Exercise goal:
Repeat the whole listing below with nothing added or dropped.

Data provided:
------------------------------

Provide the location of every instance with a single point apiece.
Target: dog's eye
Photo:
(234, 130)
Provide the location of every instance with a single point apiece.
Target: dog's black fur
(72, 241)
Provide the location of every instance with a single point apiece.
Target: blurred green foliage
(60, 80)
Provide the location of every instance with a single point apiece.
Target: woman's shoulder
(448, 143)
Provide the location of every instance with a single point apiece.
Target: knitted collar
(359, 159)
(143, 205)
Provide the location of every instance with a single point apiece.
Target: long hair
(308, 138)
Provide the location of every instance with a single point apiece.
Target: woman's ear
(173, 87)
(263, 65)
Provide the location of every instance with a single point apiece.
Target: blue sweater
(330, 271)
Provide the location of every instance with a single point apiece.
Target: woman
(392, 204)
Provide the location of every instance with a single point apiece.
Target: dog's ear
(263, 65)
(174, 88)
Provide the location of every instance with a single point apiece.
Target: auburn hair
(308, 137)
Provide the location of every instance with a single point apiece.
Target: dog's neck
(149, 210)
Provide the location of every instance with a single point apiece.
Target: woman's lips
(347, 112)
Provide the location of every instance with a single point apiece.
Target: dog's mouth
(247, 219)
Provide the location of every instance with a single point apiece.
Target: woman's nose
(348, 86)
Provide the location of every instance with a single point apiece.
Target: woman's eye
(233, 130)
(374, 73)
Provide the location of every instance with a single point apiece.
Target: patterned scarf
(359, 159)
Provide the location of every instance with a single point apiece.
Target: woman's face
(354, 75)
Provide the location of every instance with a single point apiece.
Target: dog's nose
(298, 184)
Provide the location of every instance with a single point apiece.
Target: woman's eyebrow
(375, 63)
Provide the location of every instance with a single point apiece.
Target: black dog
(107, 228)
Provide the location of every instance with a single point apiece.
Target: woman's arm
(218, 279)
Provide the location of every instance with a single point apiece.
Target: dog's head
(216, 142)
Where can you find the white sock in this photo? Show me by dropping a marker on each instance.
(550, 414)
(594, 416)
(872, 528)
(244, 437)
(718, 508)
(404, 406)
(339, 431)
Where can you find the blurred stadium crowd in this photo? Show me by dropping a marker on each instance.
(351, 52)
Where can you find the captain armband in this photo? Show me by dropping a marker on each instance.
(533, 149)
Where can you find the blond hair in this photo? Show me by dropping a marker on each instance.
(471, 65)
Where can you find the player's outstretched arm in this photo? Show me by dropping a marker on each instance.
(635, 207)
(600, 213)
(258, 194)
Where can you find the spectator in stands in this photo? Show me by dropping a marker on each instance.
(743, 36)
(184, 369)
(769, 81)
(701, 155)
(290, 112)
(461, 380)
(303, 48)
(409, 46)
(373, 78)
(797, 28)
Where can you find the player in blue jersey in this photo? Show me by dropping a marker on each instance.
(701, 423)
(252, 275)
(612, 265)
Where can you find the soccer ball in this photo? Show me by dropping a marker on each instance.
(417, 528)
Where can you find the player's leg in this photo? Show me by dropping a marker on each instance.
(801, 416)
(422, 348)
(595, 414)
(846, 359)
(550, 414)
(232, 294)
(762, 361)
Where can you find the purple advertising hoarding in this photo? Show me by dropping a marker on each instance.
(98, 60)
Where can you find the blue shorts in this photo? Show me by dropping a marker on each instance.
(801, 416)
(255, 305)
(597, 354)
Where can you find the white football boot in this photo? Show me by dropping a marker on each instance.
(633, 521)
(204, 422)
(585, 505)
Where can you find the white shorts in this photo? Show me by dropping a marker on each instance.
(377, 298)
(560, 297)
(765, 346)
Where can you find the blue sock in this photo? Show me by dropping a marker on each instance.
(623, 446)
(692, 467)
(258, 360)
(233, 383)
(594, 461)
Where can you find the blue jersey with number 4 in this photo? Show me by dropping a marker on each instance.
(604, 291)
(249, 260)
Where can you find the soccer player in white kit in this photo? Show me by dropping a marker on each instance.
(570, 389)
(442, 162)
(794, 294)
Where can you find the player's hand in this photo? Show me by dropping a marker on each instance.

------------------------------

Output for this exercise:
Provide the location of every instance with a single point apiece.
Target: dog's eye
Photo:
(234, 130)
Provide the location of every instance with a single point apiece.
Target: dog's black fur
(72, 241)
Provide the location of every instance with a single point apiece.
Target: blurred green foliage
(60, 80)
Provide the location of every instance with a single point apiece.
Target: woman's shoulder
(448, 143)
Provide the location of every instance with a single point apiece.
Target: knitted collar
(359, 159)
(143, 205)
Provide the location of every instance with a single point apiece.
Target: long hair
(308, 138)
Provide the location of every instance with a single point apiece.
Target: woman's ear
(173, 87)
(263, 65)
Provide the location of every instance with a single point apiece.
Target: blue sweater
(330, 271)
Provide the location of every instance with a single point apiece.
Target: woman
(392, 204)
Provide the location of every instance with a single point apiece.
Target: dog's ear
(263, 65)
(174, 88)
Provide the location of every instance with a single point apiece.
Target: auburn hair
(308, 137)
Provide the location of every instance with a single point apiece.
Target: dog's neck
(149, 210)
Provide the location of every instance with a single point apiece.
Target: woman's lips
(347, 112)
Provide the location of every instance with a single point apiece.
Target: dog's mouth
(247, 219)
Provide the location of every instance with a single point apiece.
Target: woman's nose
(348, 86)
Provide the location of every instance with a single point apiece.
Target: woman's eye
(233, 130)
(374, 73)
Provide the location of every instance with a single point apiece.
Target: patterned scarf
(359, 159)
Provide the location of every instance with a single point apiece.
Target: woman's face
(354, 75)
Provide the location of every instance with a single point apiece.
Target: dog's nose
(298, 184)
Provide the location of every instance with a single point apiece.
Target: woman's eyebrow
(375, 63)
Provide the location of every instance with a single point apiece.
Target: black dog
(107, 228)
Provide the location of every instance with a single point apiece.
Target: woman's arm
(218, 279)
Provide the location of every instance with a single point apiece.
Target: dog's head
(216, 142)
Where can you find the white sock in this photo? Show me by dropping a marker on each instance.
(550, 414)
(594, 416)
(872, 528)
(244, 437)
(718, 508)
(404, 406)
(339, 431)
Where can you find the blurred stadium crowd in this photo? Show me by dropping a marker on each instance.
(351, 52)
Where can you find the captain armband in this photo? Show me by dropping a marker on each instance.
(533, 149)
Where can you find the blond hair in this photo? Show me by dropping a marker on each instance.
(471, 65)
Where can you find the player's outstretched arm in this photo? Show me by dropping a marker on each instance.
(635, 207)
(600, 213)
(258, 194)
Where can you find the spectator in stands in this photo? Show me by dropping a marker on each instance.
(743, 36)
(184, 369)
(769, 81)
(701, 155)
(290, 112)
(461, 380)
(303, 48)
(409, 46)
(373, 78)
(797, 28)
Where can you find the player in blue jersey in this photo? Show me by dropping a marker on each instance.
(701, 423)
(252, 275)
(612, 265)
Where can you find the soccer ball in this photo? Show me by dropping a marker on each instance.
(417, 528)
Where can you find the player's leg in this photo? Show me by dropping a marker on each instance.
(801, 416)
(422, 348)
(595, 414)
(846, 359)
(550, 414)
(232, 294)
(762, 361)
Where can you find the purple advertising hoarding in this photo? Show me by dropping a marker on each instance.
(98, 60)
Where can you find the blue shorts in this photo? Show me by dropping a marker on each instance.
(801, 416)
(255, 305)
(597, 354)
Where can you find the white football boot in this photo? Show me by dropping a marker on each instance.
(633, 521)
(204, 422)
(585, 505)
Where can you find the white shorts in this photo? Show me by dropping a marker on each instance.
(377, 298)
(560, 297)
(765, 346)
Where can you find the blue sock in this photo? Show me by dropping a marker on each instance.
(623, 446)
(692, 467)
(258, 360)
(233, 383)
(594, 461)
Where can you find the blue jersey with number 4 in this photo? Show me by dropping a marker on each instance.
(604, 291)
(249, 260)
Where can you find the soccer player in white kit in this photo? Show me by dropping a marker on each instance.
(570, 389)
(442, 162)
(794, 294)
Where can you find the player's hand in this photo? Show me by dropping a marker on each instance.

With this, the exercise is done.